— START OF Information shown —

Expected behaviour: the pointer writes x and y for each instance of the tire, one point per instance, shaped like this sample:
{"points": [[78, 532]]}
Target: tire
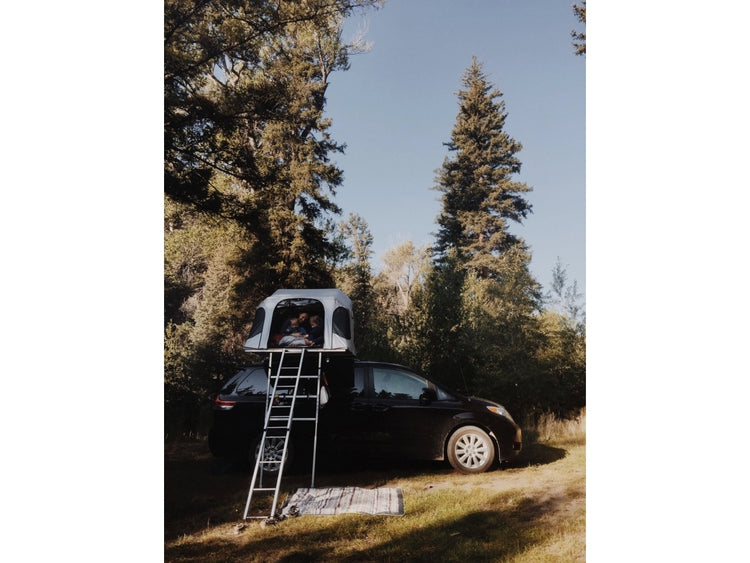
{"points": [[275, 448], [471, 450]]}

— END OF Information shown —
— START OF Information shown —

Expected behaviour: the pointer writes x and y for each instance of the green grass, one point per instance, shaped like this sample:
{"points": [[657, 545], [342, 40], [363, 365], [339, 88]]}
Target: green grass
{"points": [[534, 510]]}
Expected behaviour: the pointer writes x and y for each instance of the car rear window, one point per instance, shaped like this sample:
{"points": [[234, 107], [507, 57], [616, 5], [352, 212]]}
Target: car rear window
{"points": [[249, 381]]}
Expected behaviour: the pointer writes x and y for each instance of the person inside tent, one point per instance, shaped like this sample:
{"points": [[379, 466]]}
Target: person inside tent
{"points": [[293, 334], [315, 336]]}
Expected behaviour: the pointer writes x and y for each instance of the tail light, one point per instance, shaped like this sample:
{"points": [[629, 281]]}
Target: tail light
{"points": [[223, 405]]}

— END OF Information shown —

- [Description of the task]:
List every line of the listing above that contains the string "tail". Case counts.

- [Correct result]:
Expected behaviour: the pointer writes x and y for each instance of the tail light, one point per instance, shaped like this sample:
Target: tail light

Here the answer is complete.